Print the records exactly as written, and let no picture into the answer.

Images for object localization ::
== == ==

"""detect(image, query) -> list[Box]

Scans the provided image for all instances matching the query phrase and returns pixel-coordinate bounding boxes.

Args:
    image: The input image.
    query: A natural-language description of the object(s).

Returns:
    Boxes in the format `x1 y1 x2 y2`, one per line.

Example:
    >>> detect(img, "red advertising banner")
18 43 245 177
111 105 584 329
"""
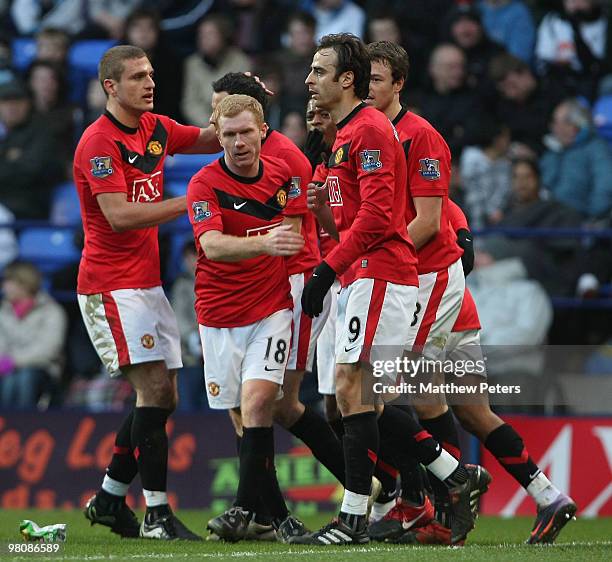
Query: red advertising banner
480 416 612 517
0 412 342 512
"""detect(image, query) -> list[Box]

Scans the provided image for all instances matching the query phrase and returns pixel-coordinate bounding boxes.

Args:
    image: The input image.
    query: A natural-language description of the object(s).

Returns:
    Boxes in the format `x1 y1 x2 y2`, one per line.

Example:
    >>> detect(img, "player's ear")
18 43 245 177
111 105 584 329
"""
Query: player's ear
393 78 405 95
261 121 269 139
340 70 354 90
103 78 117 97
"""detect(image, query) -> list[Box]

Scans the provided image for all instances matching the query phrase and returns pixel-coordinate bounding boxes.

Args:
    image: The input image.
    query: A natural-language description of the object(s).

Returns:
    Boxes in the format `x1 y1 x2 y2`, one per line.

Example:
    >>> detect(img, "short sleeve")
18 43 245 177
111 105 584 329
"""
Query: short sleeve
78 133 127 196
186 175 223 240
161 115 201 156
407 127 451 197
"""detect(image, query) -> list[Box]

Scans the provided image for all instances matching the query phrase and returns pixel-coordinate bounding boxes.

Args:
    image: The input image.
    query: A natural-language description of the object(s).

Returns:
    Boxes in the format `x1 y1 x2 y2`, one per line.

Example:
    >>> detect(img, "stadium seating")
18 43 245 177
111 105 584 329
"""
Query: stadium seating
50 182 81 226
164 152 222 183
11 37 36 70
19 227 80 273
593 95 612 146
68 39 117 105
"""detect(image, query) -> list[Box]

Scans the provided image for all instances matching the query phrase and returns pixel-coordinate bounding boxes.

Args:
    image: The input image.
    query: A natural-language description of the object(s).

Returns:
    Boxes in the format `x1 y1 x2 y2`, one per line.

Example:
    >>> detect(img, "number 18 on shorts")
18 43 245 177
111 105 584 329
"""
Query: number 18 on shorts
199 308 292 409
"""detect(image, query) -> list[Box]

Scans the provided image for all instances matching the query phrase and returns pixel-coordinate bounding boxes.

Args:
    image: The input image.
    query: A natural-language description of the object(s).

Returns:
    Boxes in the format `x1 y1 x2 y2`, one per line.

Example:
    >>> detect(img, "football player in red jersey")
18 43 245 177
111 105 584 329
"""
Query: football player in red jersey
296 33 484 546
77 45 221 541
209 76 347 519
187 94 309 543
364 39 473 540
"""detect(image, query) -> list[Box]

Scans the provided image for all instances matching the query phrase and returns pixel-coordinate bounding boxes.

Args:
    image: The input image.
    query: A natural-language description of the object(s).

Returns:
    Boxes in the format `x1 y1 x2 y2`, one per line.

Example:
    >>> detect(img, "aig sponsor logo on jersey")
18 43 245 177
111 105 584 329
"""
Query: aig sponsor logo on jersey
130 170 162 202
327 176 343 207
192 200 212 222
245 221 283 237
90 156 113 178
419 158 441 180
359 150 382 172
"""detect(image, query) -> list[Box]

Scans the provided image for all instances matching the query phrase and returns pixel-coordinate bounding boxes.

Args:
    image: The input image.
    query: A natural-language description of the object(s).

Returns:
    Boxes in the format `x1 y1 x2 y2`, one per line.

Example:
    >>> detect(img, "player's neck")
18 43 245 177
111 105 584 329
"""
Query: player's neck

== == ==

Task output ::
"""detect(image, query) -> list[Box]

Scans the provided image for all instances matching the query phrase and returns pixel-coordinate bounding boxes.

Args:
    image: The input image.
    query: A natural-language description of the object(s).

Returns:
    Boxes in the format `x1 y1 x2 y2`, one per line.

Example:
    >>> detect(img, "red advertising banner")
18 43 245 177
111 105 584 329
"""
Query: red advertising banner
480 416 612 517
0 412 342 512
"""detect(image, query) -> list[Box]

Scans the provided image for all instances matching the query phrase and returns pixel-coordinate bounding boxes.

Args:
    image: The input image.
    query: A natural-language description of the object(s).

Returns:
    Boxes in the format `x1 y1 x2 y2`, one per line.

Example:
    >>> detect(img, "player's ear")
18 43 245 177
111 105 584 329
"""
Query: player's ear
393 78 405 95
261 121 269 139
340 70 354 90
103 78 117 97
"""detect(image, query) -> list[Box]

Scans the provided image for all instances matching the query phrase and returns pixel-coordinate bounding boxes.

Args:
    image: The input image.
    query: A natural-language description of the object(s).

Returns:
    Boxes in the format `x1 y1 x2 y2`, one per line.

Example:
    >>> detect(img, "short sleeve")
18 43 245 177
111 105 584 329
"""
Query: short sleeve
78 133 127 196
186 175 223 240
161 115 201 156
407 127 451 197
"""detect(image, query) -> list[Box]

Scans the provided image for all instances matching the query phrase and returns pixel-coordinate bounding boxes.

Args:
    image: The input image.
    query: A natural-language description of the object(s).

Returns:
    Boxes in the format `x1 y1 x2 y2`, one per line.

Example:
    >>> detect(img, "stadium seating")
18 43 245 177
111 105 584 329
"""
Query: stadium seating
50 182 81 226
164 152 222 183
11 37 36 70
19 227 80 273
593 95 612 146
68 39 117 105
"""detect(image, query) -> list[Box]

Scans the provided image for all instances matching the query phrase and returns pixel-coordinate bounding boxes.

Args:
    image: The input image.
    query: A natural-language description of the object(s).

Returns:
    Boxes in the format `x1 y1 x2 y2`, one per line.

Example:
    >>> detect(img, "number 18 on shorts")
18 43 245 177
111 105 584 329
"""
Query: number 18 on shorts
199 308 292 409
"""detect(image, query) -> list[Box]

Scans the provided image for all instances matching the query phrase and returns pixel-coordinate bounding boxes.

Args:
    image: The input image.
    query: A natural-language description of the object(s).

Returns:
    Boxes in the format `x1 y1 x2 y2`, one per line.

Example:
    >>> detect(img, "football player in red jersey")
18 43 245 177
111 105 584 329
"""
Query: football player in red jersey
296 33 484 546
77 45 221 541
209 76 347 519
187 94 309 543
364 39 473 540
"""detect(image, query) -> list[Box]

Scans the provided image for all instances matching the query phrase and returns pixel-coordinate bounding boxes.

Args:
    image: The input image.
    query: A natural-language description of the object(s).

Returns:
    Boxes in the format `x1 y1 x2 y2`, one per line.

Example:
    >>> detect(img, "aig sponsor logo on jersey")
18 43 245 177
111 105 584 329
"""
Query: aig sponsor logo on jersey
130 170 162 202
327 176 343 207
192 200 212 222
245 221 283 237
90 156 113 178
419 158 441 180
359 150 382 172
"""detect(image, query) -> list[Box]

Scans the provided image for all instances matching the query phrase and returns pixel-coordinate bounding boxes.

Args:
    image: The input image.
    query: A natural-language description of the object(s).

Returns:
    Boxes in the format `x1 y1 x2 y2`, one per line.

Example:
    >>> detect(img, "player's neck")
18 43 245 177
111 105 584 329
"""
Query: player's neck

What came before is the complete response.